REQUEST >>
Give the listing again in full, exactly as written.

• • • • •

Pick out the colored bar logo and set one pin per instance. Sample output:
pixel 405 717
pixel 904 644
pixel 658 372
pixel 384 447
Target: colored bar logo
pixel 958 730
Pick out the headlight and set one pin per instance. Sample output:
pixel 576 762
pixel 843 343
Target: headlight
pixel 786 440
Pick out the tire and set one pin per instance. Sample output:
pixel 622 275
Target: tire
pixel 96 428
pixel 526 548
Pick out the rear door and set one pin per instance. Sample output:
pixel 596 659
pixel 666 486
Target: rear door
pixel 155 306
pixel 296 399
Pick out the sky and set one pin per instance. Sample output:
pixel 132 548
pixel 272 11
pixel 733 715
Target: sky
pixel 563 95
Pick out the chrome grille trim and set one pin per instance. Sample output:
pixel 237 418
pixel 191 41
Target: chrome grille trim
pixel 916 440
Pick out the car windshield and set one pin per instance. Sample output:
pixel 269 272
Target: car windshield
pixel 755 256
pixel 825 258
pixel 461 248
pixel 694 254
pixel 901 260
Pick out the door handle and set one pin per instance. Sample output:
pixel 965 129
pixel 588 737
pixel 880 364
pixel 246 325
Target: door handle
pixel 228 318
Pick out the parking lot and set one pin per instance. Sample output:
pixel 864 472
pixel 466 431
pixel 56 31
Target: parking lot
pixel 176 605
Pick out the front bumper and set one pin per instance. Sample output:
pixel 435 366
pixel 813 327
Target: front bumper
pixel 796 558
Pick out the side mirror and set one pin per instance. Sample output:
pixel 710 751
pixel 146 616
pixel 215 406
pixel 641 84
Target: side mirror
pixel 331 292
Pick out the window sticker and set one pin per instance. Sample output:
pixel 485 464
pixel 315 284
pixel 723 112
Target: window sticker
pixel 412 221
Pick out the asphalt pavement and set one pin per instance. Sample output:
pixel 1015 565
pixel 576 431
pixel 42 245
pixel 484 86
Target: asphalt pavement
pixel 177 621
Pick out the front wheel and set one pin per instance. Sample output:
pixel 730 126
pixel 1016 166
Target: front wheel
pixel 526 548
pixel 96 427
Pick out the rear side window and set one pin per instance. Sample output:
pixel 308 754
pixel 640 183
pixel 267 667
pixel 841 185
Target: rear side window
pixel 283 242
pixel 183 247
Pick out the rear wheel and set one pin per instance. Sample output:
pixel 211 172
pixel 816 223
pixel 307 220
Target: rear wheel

• • • • •

FINAL RESULT >>
Pick out the colored bar logo and set one pin per instance. Sample output:
pixel 405 717
pixel 904 644
pixel 658 372
pixel 384 447
Target: colored bar logo
pixel 958 730
Pick out the headlight and set one pin per instance. Sample output:
pixel 576 762
pixel 843 343
Target: headlight
pixel 786 440
Pick out the tire and set one pin per instance. Sample output:
pixel 622 275
Target: tire
pixel 96 428
pixel 526 548
Pick out the rear door and set one pin per instance. Sample output:
pixel 596 659
pixel 666 486
Target: rear door
pixel 155 306
pixel 296 399
Pick out the sky and set one pin per instance. Sample output:
pixel 132 548
pixel 272 11
pixel 733 715
Target: sky
pixel 563 95
Pick out the chrome grille trim and set one pin per instance. Sample output:
pixel 237 418
pixel 191 41
Target: chrome grille trim
pixel 916 440
Pick out the car windshield and set one pin per instance. Sample output:
pixel 269 272
Target: car windshield
pixel 755 256
pixel 825 258
pixel 461 248
pixel 694 254
pixel 901 260
Pick out the door handle and set one pin per instance. Sample output:
pixel 965 129
pixel 588 737
pixel 880 364
pixel 246 325
Target: door handle
pixel 228 318
Pick out the parking lot and set one pin per instance. Sample output:
pixel 864 472
pixel 466 431
pixel 56 31
Target: parking lot
pixel 176 605
Pick out the front bumper and set one pin per instance. Sample output:
pixel 435 366
pixel 813 327
Target: front bumper
pixel 796 558
Pick out the side mirror and set one pin per instance. Sample output:
pixel 710 751
pixel 146 616
pixel 215 406
pixel 641 84
Target: side mirror
pixel 331 292
Pick out the window sticker and set one pin per instance. Sample output:
pixel 485 464
pixel 315 284
pixel 723 112
Target: window sticker
pixel 412 221
Pick out the asphalt pavement and set one pin per instance. Sample output:
pixel 1015 565
pixel 576 431
pixel 42 245
pixel 484 86
Target: asphalt pavement
pixel 177 621
Pick out the front wheel and set one pin per instance. Sample output:
pixel 730 126
pixel 1016 166
Target: front wheel
pixel 526 548
pixel 96 427
Pick out the rear side window and set one pin per instance. Sample output:
pixel 308 754
pixel 640 183
pixel 267 667
pixel 841 185
Target: rear side window
pixel 283 242
pixel 183 247
Pick out the rear wheel and set one pin per instance. Sample output:
pixel 211 172
pixel 816 223
pixel 307 220
Target: rear wheel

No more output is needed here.